Che la terra ti sia lieve

Le compagne e i compagni dell’Osservatorio Repressione

 

 

il ricordo di Valerio Monteventi su zic.it

Compagne/i e complici sulla tua “cattiva strada”

Questo 2023 sembra essere veramente maledetto e sono passati solo pochi giorni. Appena il 3 gennaio un vecchio compagno mi aveva avvisato che Caviaz, un mio amico di infanzia e adolescenza, con il quale ero stato a scuola alle elementari, con cui avevo messo in piedi un collettivo di paese e con cui, nei primi anni Settanta, “non ci eravamo fatti mancare nulla a livello di cortei, occupazioni di scuole, scontri coi fascisti, scaramucce con le divise”, aveva deciso di dargliela su con la vita, perché da un po’ di tempo soffriva di un male (molto) difficile da curare: la solitudine. Erano anni che se n’era andato via dall’Italia e, dal giorno del suo esodo, ci si era visti molto raramente. Ma la notizia della sua morte mi aveva lasciato impietrito, mi era uscito solo un “cazzo… no!!!”.

E’ la stessa frase che mi è sfuggita quando, a notte inoltrata, ho acceso il telefono che avevo spento da diverse ore e l’ho visto inondato di messaggi che annunciavano la morte improvvisa di Alessandro Bernardi, quello che ho sempre sentito come un mio “compagno di viaggi”, alcuni fatti insieme, altri effettuati con modalità diverse, ma sempre convergenti su un tratto di strada comune, secondo un principio molto semplice che qualcuno piuttosto accorto aveva enunciato un po’ di tempo fa: “Non abbiamo nulla da perdere se non le nostre catene…”.

Alessandro ha sicuramente chiesto molto alla sua vita, l’ha riempita in continuazione di esperienze diverse, ha incontrato tante persone con cui ha fatto molte cose insieme, con altre ci si è scazzato, ma i suoi comportamenti e le sue scelte hanno sempre avuto rispetto e considerazione… Una stima che, potremmo dire, si è guadagnato sul campo.

● ● ●

**Esercizi:**
[1] Indica se ciascuna affermazione concorda con il testo, motivando con le parole esatte del testo. (a) Chi scrive e Caviaz avevano frequentato insieme le elementari. (b) La morte di Alessandro Bernardi è stata comunicata a chi scrive con una telefonata. (c) Caviaz viveva ancora in Italia.
[2] Riscrivi il passo del testo che inizia con le parole contenenti "E’ la stessa" e termina con "guadagnato sul campo.", mettendo "compagno di strada" al posto di "compagno di viaggi".
Le righe riportate più avanti sono materiale a sé, indipendente dal testo.

● ● ●

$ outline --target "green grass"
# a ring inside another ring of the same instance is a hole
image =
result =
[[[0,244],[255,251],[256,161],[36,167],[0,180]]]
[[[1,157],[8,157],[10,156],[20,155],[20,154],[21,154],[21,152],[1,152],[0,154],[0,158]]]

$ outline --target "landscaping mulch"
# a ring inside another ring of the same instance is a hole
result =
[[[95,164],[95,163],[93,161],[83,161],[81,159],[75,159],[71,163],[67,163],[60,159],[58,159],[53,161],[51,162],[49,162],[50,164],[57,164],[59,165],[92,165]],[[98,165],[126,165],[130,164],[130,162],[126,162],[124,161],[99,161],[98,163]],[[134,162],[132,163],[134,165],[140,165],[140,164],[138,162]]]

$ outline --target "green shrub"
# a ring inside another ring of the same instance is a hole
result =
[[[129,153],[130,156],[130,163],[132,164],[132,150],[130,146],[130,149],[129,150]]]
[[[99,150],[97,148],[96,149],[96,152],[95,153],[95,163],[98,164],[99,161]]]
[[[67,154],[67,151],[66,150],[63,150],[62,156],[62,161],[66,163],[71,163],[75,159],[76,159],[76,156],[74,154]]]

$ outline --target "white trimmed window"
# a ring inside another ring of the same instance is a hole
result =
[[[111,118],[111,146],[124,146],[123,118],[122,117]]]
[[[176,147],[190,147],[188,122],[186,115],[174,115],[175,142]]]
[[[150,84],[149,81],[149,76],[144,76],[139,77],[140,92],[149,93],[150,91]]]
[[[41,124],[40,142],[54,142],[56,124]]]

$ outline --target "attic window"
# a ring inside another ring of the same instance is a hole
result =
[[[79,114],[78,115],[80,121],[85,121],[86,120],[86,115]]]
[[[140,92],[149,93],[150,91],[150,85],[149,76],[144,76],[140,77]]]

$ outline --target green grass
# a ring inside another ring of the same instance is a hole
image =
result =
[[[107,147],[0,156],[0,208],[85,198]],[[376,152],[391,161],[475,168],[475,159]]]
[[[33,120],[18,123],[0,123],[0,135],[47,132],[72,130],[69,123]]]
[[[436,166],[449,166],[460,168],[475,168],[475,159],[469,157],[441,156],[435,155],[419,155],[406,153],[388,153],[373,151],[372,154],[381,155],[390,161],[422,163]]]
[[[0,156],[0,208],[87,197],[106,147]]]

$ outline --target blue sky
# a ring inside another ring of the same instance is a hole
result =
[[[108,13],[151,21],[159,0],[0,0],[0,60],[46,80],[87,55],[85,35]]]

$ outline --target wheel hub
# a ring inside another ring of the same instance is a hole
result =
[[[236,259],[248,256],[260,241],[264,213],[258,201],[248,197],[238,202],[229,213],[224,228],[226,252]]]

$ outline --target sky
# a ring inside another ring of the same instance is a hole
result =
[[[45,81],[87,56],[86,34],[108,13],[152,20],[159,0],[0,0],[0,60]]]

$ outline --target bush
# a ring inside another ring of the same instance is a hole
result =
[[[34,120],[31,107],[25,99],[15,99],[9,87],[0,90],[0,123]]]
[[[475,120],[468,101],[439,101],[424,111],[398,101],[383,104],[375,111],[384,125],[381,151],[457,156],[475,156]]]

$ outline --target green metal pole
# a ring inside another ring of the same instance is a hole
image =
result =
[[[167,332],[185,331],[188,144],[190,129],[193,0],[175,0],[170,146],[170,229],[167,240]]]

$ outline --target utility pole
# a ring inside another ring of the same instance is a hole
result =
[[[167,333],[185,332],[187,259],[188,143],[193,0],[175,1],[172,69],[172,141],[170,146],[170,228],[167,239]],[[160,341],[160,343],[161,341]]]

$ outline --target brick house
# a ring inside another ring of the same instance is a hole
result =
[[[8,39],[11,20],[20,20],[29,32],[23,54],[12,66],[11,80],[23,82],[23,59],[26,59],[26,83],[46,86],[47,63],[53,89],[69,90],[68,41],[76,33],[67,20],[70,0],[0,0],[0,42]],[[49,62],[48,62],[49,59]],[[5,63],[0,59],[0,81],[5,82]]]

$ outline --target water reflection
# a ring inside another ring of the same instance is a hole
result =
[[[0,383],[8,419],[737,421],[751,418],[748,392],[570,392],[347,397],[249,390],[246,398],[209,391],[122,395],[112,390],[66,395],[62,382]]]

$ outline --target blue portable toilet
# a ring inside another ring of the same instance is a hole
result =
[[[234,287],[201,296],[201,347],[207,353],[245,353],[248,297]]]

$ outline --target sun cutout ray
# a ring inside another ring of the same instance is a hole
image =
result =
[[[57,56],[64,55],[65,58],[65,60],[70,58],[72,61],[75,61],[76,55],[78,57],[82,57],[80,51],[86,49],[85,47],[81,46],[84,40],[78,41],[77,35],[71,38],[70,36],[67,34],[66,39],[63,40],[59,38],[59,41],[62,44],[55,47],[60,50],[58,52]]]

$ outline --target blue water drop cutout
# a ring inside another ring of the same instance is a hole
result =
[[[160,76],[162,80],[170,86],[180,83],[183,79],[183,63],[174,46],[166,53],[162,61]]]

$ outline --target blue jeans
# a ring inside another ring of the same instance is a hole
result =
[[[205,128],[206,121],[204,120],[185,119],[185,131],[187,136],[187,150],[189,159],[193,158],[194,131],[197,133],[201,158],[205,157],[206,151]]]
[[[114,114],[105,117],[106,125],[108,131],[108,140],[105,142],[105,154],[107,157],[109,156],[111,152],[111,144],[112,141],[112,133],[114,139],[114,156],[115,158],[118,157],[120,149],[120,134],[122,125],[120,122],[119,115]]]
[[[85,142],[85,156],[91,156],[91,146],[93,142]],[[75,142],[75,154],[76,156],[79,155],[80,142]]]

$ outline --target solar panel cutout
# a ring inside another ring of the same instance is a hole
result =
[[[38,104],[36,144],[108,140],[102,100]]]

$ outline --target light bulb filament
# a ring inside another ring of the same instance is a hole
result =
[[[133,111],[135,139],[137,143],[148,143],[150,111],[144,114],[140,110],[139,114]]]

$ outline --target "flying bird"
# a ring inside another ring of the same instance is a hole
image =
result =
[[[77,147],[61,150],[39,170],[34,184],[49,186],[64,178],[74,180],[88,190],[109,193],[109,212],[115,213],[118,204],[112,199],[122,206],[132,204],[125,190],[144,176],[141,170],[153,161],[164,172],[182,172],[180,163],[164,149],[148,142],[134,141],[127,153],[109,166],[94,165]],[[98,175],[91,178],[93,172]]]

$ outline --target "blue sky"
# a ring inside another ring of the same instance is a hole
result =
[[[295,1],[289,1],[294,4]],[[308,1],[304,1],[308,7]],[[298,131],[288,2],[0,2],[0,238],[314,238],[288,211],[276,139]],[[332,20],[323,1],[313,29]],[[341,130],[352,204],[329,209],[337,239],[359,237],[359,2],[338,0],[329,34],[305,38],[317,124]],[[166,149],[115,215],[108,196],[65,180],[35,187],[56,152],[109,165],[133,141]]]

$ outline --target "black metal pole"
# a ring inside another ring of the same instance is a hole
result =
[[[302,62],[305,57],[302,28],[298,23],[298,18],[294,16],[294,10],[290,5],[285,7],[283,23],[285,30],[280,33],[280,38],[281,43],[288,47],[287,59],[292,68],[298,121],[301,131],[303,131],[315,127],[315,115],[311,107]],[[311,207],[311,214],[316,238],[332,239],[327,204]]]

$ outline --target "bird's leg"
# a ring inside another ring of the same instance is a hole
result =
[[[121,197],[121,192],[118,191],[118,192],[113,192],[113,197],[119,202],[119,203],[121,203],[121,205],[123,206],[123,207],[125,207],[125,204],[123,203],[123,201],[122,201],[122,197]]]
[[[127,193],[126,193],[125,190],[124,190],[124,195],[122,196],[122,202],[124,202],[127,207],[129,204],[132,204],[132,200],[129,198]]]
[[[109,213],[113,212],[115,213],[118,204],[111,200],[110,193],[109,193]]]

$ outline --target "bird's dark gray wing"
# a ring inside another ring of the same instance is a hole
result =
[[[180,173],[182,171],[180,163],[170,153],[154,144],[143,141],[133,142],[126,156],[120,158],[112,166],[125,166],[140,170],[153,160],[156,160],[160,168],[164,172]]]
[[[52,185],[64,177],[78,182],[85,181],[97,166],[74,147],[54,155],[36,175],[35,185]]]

● ● ●

**Risposte:**
[1]
(a) Sì: "con il quale ero stato a scuola alle elementari".
(b) No: "ho acceso il telefono che avevo spento da diverse ore e l’ho visto inondato di messaggi che annunciavano la morte improvvisa di Alessandro Bernardi".
(c) No: "Erano anni che se n’era andato via dall’Italia".

[2]
E’ la stessa frase che mi è sfuggita quando, a notte inoltrata, ho acceso il telefono che avevo spento da diverse ore e l’ho visto inondato di messaggi che annunciavano la morte improvvisa di Alessandro Bernardi, quello che ho sempre sentito come un mio “compagno di strada”, alcuni fatti insieme, altri effettuati con modalità diverse, ma sempre convergenti su un tratto di strada comune, secondo un principio molto semplice che qualcuno piuttosto accorto aveva enunciato un po’ di tempo fa: “Non abbiamo nulla da perdere se non le nostre catene…”.

Alessandro ha sicuramente chiesto molto alla sua vita, l’ha riempita in continuazione di esperienze diverse, ha incontrato tante persone con cui ha fatto molte cose insieme, con altre ci si è scazzato, ma i suoi comportamenti e le sue scelte hanno sempre avuto rispetto e considerazione… Una stima che, potremmo dire, si è guadagnato sul campo.